:: Selection ::
== == ==

DR can be compared to availability, which is another important component of your resiliency strategy. Whereas disaster recovery measures objectives for one-time events, availability objectives measure mean values over a period of time:
- Resiliency
- DR
- RTO - How quickly must you recover? What is the cost of downtime?
- RPO - How much data can you afford to recreate or loose?
- Availability
Availability = MTBF / (MTBF+MTTR) or Successful Responses / Valid Request
High availability is not disaster recovery. DR has different objectives from Availability, measuring time to recovery after the larger scale events that qualify as disasters. You should first ensure your workload meets your availability objectives
Single AWS Region
- for a disaster event based on disruption or loss of one physical data center, implementing a highly available workload in multiple AZs within a single AWS Region helps mitigate against natural and technical disasters
- for extra assurance with your single-Region deployment, you can back up data and configuration (including infrastructure definition) to another Region
- this strategy reduces the scope of your disaster recovery plan to only include data backup and restoration
- in case of regulatory data residency requirements, then in addition to designing multi-AZ workloads for high availability as discussed above, you can also use the AZs within that Region as discrete locations
Multiple AWS Regions
Pilot Light (RPO/RTO: 10s of minutes)

== == ==

:: Data ::
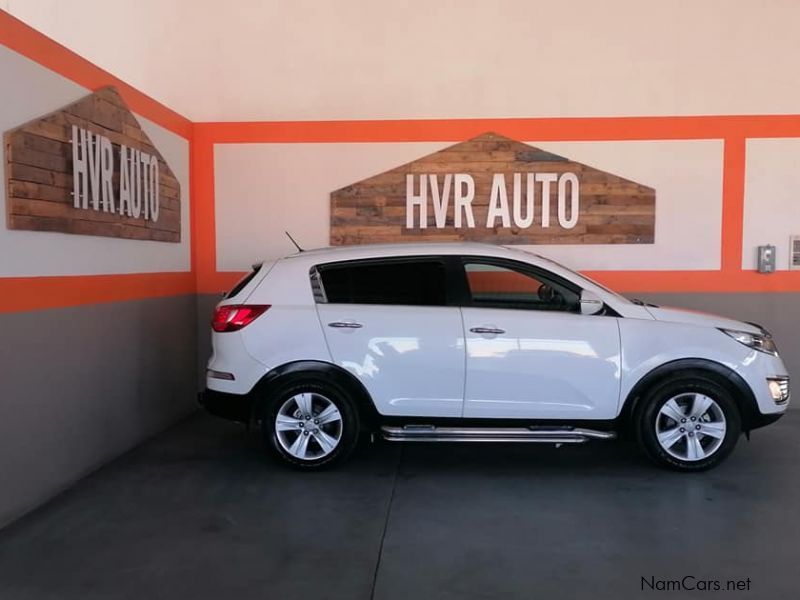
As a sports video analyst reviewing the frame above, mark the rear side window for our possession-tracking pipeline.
[225,264,263,299]
[319,259,447,306]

== == ==

:: Work to do ::
A. Reproduce the disaster recovery passage word for word. Begin at the words "DR can be compared" and stop after "recreate or loose?".
B. What RPO/RTO does the disaster recovery passage give for Pilot Light?
The data has no connection to the disaster recovery passage.

:: Answers per task ::
A.
DR can be compared to availability, which is another important component of your resiliency strategy. Whereas disaster recovery measures objectives for one-time events, availability objectives measure mean values over a period of time:
- Resiliency
- DR
- RTO - How quickly must you recover? What is the cost of downtime?
- RPO - How much data can you afford to recreate or loose?

B. 10s of minutes.